• EXERCISE DESCRIPTION:
Copy the lines of the listing below word for word, starting at the line that contains "Please drop a marker on every instance of the poster" and ending after the line that contains "<point>278,251</point>". Include both of those lines.
__________
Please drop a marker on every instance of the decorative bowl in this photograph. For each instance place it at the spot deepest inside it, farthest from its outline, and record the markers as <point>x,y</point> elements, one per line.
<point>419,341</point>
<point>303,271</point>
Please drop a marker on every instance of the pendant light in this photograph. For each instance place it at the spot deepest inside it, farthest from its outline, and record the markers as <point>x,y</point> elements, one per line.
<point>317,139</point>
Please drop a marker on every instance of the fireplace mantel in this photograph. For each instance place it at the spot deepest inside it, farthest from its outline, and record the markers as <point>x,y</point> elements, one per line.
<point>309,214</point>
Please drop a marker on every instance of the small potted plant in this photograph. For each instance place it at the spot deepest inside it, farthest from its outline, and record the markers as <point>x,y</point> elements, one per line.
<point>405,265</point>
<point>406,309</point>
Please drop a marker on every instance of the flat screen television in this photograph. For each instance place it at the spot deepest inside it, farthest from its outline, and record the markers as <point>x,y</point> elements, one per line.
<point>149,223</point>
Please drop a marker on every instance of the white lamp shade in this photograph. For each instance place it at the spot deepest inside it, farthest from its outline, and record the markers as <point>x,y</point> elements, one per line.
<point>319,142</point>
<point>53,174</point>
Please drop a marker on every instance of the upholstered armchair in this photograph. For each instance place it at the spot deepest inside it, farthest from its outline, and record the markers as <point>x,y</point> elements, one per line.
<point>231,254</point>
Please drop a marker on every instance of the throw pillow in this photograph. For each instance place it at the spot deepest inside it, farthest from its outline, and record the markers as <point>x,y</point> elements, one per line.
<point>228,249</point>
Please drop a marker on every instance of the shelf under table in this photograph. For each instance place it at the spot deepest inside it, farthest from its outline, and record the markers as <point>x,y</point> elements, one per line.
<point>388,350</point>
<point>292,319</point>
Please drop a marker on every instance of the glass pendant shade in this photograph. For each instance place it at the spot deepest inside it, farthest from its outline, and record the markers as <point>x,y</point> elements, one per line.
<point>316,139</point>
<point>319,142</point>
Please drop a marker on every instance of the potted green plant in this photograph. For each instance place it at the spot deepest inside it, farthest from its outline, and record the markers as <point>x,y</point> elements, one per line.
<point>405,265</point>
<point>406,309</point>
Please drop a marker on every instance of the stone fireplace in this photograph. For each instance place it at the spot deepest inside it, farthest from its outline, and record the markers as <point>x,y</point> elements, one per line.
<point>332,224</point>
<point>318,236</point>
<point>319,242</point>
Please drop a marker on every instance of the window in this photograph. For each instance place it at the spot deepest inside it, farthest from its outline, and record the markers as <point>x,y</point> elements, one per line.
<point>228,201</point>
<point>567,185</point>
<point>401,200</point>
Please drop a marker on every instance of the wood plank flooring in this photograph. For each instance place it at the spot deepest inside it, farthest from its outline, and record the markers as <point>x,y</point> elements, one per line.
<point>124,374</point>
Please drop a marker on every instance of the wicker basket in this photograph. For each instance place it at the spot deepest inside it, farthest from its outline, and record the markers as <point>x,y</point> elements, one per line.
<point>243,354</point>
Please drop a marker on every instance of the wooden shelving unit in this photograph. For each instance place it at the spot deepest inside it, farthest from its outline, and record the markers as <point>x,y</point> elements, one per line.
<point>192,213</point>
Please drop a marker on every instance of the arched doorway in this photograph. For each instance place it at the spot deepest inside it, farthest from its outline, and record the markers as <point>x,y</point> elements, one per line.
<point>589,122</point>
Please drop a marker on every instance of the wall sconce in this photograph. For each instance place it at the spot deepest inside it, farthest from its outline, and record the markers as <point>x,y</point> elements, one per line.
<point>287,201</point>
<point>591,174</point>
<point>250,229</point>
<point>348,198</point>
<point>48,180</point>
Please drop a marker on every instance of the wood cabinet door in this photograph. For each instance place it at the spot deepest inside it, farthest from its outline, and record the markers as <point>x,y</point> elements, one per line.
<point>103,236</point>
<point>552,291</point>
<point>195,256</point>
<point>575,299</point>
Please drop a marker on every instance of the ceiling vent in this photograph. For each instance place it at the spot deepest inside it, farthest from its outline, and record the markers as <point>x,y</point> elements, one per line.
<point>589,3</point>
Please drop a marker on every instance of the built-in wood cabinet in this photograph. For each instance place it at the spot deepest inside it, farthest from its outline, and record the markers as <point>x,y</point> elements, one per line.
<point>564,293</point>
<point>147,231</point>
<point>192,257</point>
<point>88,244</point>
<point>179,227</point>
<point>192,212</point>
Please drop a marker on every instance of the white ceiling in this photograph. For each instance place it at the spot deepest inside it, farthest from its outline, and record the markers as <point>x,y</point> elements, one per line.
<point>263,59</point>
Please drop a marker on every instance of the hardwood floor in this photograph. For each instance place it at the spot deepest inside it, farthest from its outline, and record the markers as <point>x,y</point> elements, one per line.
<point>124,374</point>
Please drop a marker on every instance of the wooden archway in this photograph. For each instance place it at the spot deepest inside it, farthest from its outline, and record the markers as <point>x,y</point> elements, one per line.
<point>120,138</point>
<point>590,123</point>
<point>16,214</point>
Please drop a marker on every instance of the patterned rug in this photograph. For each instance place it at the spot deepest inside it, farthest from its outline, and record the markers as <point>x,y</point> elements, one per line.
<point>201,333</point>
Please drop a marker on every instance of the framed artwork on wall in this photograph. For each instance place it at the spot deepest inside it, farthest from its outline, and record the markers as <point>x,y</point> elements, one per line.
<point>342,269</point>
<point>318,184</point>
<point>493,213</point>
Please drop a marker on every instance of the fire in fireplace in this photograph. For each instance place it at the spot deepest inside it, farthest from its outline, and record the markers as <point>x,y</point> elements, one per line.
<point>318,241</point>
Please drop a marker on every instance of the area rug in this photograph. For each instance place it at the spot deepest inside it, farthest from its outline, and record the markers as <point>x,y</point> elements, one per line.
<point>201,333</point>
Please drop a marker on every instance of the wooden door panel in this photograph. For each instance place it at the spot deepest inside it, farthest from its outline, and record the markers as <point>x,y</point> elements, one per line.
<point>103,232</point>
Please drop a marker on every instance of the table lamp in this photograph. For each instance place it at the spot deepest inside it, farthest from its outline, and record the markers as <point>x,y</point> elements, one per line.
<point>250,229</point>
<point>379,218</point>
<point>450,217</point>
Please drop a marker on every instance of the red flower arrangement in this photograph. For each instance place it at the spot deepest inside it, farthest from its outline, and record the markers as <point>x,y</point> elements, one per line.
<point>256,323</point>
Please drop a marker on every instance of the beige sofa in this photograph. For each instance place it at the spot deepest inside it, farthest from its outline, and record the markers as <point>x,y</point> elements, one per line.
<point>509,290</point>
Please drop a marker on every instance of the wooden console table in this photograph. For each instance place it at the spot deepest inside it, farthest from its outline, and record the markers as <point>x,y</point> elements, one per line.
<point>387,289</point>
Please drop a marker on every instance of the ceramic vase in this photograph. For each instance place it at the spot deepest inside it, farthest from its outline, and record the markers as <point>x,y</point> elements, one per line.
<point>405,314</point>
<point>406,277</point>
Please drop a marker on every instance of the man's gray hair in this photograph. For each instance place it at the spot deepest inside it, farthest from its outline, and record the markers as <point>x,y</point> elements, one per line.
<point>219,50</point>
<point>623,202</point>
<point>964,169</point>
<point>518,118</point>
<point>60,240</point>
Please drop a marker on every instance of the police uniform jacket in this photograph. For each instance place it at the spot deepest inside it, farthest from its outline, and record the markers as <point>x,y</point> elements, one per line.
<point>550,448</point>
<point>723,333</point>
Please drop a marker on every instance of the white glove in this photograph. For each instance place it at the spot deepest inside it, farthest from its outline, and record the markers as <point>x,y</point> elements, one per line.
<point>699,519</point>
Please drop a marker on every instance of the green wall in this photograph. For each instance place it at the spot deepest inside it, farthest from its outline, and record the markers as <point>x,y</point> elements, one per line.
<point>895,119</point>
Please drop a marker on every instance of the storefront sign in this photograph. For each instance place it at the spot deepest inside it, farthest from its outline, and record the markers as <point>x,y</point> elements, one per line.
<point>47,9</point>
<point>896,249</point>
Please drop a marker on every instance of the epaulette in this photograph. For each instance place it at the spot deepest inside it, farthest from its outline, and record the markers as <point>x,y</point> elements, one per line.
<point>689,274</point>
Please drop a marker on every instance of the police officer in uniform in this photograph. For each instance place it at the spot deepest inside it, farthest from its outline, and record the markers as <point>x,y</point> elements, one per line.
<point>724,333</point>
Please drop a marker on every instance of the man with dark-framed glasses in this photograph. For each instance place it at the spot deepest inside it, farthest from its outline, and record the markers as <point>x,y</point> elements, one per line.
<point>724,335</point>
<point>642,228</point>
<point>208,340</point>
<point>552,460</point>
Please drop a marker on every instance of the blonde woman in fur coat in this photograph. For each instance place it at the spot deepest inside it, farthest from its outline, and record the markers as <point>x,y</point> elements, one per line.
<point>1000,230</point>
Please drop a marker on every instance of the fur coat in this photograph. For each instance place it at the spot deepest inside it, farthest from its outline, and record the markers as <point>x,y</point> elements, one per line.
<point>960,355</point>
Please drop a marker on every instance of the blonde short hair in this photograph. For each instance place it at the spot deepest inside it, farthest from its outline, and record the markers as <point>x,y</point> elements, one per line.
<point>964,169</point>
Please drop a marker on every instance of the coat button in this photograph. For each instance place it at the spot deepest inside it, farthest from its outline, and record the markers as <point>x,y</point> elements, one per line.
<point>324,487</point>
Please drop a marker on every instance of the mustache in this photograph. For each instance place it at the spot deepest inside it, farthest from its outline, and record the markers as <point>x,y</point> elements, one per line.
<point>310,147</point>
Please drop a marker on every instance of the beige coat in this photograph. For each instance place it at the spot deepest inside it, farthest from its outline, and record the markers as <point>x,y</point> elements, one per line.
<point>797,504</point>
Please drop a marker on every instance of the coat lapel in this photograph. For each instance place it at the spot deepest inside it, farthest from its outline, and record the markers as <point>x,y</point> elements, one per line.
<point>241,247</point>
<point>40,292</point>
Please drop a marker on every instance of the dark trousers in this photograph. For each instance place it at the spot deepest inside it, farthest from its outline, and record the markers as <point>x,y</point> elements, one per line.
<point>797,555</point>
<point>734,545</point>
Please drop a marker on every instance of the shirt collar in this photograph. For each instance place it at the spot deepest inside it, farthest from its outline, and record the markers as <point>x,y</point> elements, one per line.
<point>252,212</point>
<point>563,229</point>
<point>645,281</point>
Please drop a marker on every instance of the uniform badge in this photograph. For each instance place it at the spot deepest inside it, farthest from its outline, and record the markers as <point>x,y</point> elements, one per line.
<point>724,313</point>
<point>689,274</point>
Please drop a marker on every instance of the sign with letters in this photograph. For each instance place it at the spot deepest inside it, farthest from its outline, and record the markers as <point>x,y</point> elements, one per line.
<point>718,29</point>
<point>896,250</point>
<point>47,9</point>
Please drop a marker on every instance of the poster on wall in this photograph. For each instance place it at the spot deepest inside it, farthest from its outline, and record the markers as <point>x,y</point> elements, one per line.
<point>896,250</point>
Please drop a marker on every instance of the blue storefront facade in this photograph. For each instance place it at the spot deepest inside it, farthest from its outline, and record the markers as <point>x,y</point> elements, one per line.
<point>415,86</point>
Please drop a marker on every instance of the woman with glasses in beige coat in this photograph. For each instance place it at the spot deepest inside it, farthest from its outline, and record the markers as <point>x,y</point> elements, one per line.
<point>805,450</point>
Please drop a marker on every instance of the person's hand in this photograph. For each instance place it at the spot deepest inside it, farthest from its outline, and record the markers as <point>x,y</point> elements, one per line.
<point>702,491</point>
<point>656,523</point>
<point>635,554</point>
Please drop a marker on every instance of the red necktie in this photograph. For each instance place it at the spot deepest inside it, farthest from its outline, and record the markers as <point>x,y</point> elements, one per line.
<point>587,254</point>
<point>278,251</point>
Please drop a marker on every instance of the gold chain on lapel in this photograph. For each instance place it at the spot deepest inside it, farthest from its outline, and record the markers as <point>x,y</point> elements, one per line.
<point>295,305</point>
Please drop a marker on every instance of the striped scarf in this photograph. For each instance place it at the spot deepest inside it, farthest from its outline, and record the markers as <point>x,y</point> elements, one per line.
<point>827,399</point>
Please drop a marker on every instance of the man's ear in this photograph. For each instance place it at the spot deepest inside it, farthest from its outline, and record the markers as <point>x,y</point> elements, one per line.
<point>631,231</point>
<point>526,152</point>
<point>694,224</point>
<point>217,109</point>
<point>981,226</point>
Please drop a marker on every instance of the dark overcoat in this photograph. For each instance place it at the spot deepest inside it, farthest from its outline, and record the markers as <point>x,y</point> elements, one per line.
__________
• EXERCISE SOLUTION:
Please drop a marker on every instance of the poster on wall in this photograph. For each instance place it at the spot deepest inside it, farthest from its outline, and record the markers as <point>x,y</point> elements, one per line.
<point>896,250</point>
Please drop a marker on every instance of the blue storefront facade in this photograph. For each instance place it at the spot deepest inside it, farthest from its outline, and record the markers as <point>x,y</point> elements, one per line.
<point>415,86</point>
Please drop a marker on every instance of the woman with glasses in beige coat in this photograph. For each instance place it at the spot deepest inside it, farthest from its outline, and record the markers as <point>x,y</point> elements, one per line.
<point>805,450</point>
Please drop a marker on every instance of the person's hand in this photograph. For each instance place it at the spot deepest inside it, farthest from its outline, and record the markers as <point>x,y</point> elements, one per line.
<point>702,491</point>
<point>656,523</point>
<point>635,554</point>
Please drop a marker on every instance of the red necktie in this photograph. For each instance place it at the spot deepest inside it, farthest from its outline, and record the markers as <point>x,y</point> elements, one per line.
<point>587,254</point>
<point>278,251</point>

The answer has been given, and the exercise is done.